■ **AUFGABE 1**: Notieren Sie wortgetreu den Teil des Interviews über die Schule, der bei den Worten „SWR1: Im Internet“ beginnt und nach den Worten „Aufgabe der Schule?“ endet.
■ **AUFGABE 2**: Führen Sie das Interview über die Schule an der Stelle weiter, an der es aufhört.

Andreas Schleicher: Wir müssen weniger Stoff in größerer Tiefe vermitteln. Entscheidend ist heute: Können Kinder für sich selber denken? Können sie mit anderen Menschen gut zusammenarbeiten und können sie Probleme lösen? Wenn sie das können, dann sind sie gut auf das Leben von morgen vorbereitet.

Die Schüler müssen mehr ins Tun kommen.

SWR1: Was läuft denn dann falsch in den Schulen? Da müsste ja dann etwas geändert werden.

Schleicher: In Deutschland wird zu viel Stoff in zu geringer Tiefe vermittelt. Das ist heute etwas, das sie bei ChatGPT nachfragen können und bei Google. Entscheidend ist, was kann ich mit diesem Wissen in der Praxis anfangen? Die Schüler müssen mehr ins Tun kommen, Dinge anwenden und nicht nur einfach hören. Davon hängt der Erfolg später ab.

SWR1: Im Internet liest man immer wieder, dass viele gerne gelernt hätten, welche Versicherungen sie später brauchen oder wie das mit der Altersvorsorge funktioniert. Sollte man so etwas auch in der Schule vermitteln? Ist das überhaupt Aufgabe der Schule?

Einträge des Datensatzes:

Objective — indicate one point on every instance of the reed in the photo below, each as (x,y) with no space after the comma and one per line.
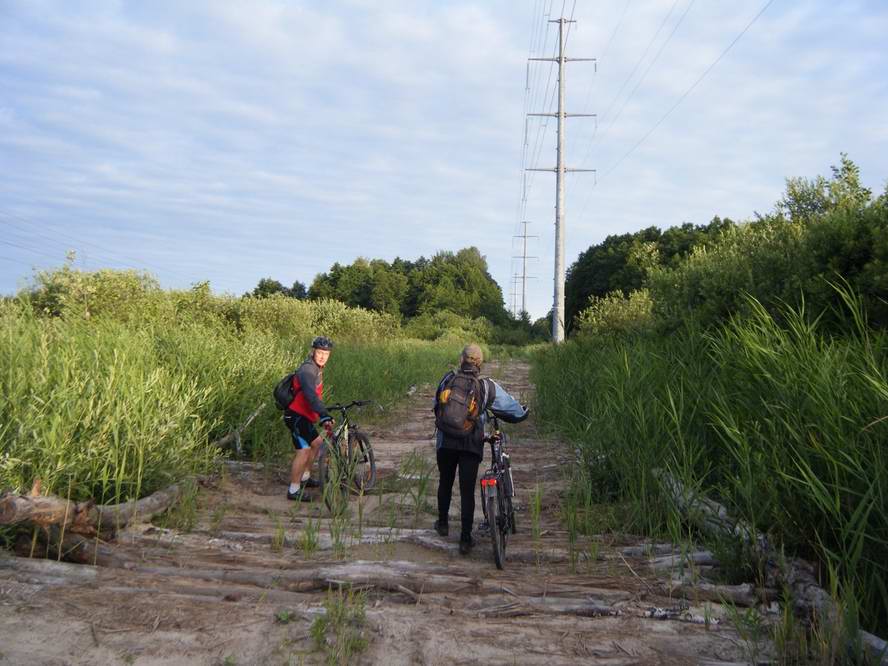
(780,421)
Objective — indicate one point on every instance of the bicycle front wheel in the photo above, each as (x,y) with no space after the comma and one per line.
(332,475)
(362,462)
(497,535)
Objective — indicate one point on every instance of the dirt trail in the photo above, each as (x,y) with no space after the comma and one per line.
(245,584)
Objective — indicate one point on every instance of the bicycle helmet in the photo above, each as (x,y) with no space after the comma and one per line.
(322,342)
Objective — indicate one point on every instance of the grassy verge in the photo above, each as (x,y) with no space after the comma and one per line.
(781,422)
(116,407)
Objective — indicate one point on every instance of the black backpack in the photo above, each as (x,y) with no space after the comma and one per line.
(284,393)
(459,404)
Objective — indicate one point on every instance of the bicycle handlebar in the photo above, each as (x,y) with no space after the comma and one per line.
(354,403)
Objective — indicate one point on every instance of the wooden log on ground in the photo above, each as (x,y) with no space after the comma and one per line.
(53,544)
(745,594)
(809,597)
(86,518)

■ **ANTWORTBEREICH 1**:
SWR1: Im Internet liest man immer wieder, dass viele gerne gelernt hätten, welche Versicherungen sie später brauchen oder wie das mit der Altersvorsorge funktioniert. Sollte man so etwas auch in der Schule vermitteln? Ist das überhaupt Aufgabe der Schule?

■ **ANTWORTBEREICH 2**:
Schleicher: Das ganz konkrete Alltagswissen verändert sich einfach zu schnell. Da kann man einfach nicht mehr auf alle Unwägbarkeiten vorbereiten. Was wir morgen machen, müssen wir anders machen als heute. Entscheidender ist wirklich eher, die Grundkonzepte wirklich tief zu vermitteln.

Auch die Eltern müssen sich um die Bildung ihrer Kinder kümmern.

SWR1: Wer ist jetzt am meisten gefragt, um die Situation zu verbessern? Die Politik, die Lehrer, die Eltern?

Schleicher: Ich glaube, daran müssen wir alle arbeiten. Die Politik kann sicherlich mehr tun, um die Lehrpläne zu entschlacken. Wenn Sie als Lehrkraft heute gut sein wollen, dann sind sie eben nicht nur Wissensvermittler, sondern auch guter Coach, guter Mentor. Aber auch die Eltern müssen sich um die Bildung ihrer Kinder kümmern. Davon hängt sehr, sehr viel ab.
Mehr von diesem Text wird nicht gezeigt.